* _To be done_:
Can you rewrite the entries starting at the line that contains "outline --target=rubble pile" and ending at the line that contains "[[[85,164],[135,164],[136,144],[58,138],[38,148],[55,160]]]", both lines included, with the requests kept as they are? Scale every polygon vertex coordinate in the answers by 2.6 and round to whole numbers, halves rounding up. Give only those lines.

* _Record extracts_:
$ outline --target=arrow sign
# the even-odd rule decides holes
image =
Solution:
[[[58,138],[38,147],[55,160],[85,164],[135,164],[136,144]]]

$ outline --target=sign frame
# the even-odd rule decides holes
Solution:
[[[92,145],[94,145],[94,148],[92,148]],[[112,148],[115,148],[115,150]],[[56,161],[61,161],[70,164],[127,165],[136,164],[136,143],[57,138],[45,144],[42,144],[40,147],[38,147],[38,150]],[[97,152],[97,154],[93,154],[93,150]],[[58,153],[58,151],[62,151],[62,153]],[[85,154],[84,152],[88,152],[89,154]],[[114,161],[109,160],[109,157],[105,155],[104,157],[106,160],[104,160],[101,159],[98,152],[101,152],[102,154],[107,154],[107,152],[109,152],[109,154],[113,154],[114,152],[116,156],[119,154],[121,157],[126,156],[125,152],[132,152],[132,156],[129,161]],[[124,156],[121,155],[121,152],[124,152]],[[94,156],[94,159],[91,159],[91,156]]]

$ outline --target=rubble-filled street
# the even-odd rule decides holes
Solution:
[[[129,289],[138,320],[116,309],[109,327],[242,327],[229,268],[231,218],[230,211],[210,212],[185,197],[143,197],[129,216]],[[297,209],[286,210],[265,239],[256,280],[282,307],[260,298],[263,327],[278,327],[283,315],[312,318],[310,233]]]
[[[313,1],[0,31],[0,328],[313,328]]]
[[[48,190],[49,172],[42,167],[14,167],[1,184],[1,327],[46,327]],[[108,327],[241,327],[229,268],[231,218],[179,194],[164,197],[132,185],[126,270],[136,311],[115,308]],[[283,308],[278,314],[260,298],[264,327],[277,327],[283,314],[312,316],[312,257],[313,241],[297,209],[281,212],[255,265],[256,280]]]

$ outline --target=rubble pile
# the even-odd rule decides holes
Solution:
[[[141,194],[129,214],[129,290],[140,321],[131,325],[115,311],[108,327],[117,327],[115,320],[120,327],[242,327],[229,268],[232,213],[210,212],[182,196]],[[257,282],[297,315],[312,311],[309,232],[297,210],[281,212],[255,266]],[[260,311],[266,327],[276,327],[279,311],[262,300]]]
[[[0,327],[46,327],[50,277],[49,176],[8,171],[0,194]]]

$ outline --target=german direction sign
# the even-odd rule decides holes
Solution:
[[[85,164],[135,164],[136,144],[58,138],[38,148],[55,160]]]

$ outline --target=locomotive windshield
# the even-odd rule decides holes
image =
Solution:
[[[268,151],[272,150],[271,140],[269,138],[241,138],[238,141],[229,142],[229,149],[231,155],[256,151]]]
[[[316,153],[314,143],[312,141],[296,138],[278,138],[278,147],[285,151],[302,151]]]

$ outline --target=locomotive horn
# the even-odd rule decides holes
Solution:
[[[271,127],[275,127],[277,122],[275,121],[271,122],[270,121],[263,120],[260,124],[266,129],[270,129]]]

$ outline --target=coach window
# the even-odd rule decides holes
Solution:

* _The response_:
$ outline --target=rubble pile
# the even-odd rule decides holes
Solution:
[[[367,504],[335,556],[335,754],[364,835],[341,845],[299,809],[281,850],[304,850],[299,832],[312,850],[629,850],[595,697],[603,554],[546,551],[473,510]],[[668,733],[772,819],[811,809],[803,603],[772,546],[731,551],[663,692]],[[676,809],[692,850],[718,850],[725,809],[681,780]]]
[[[0,850],[120,850],[130,720],[127,458],[21,445],[0,504]]]

$ outline --target=german direction sign
# the even-odd rule decides holes
Solution:
[[[221,426],[351,426],[354,374],[151,359],[99,385],[143,416]]]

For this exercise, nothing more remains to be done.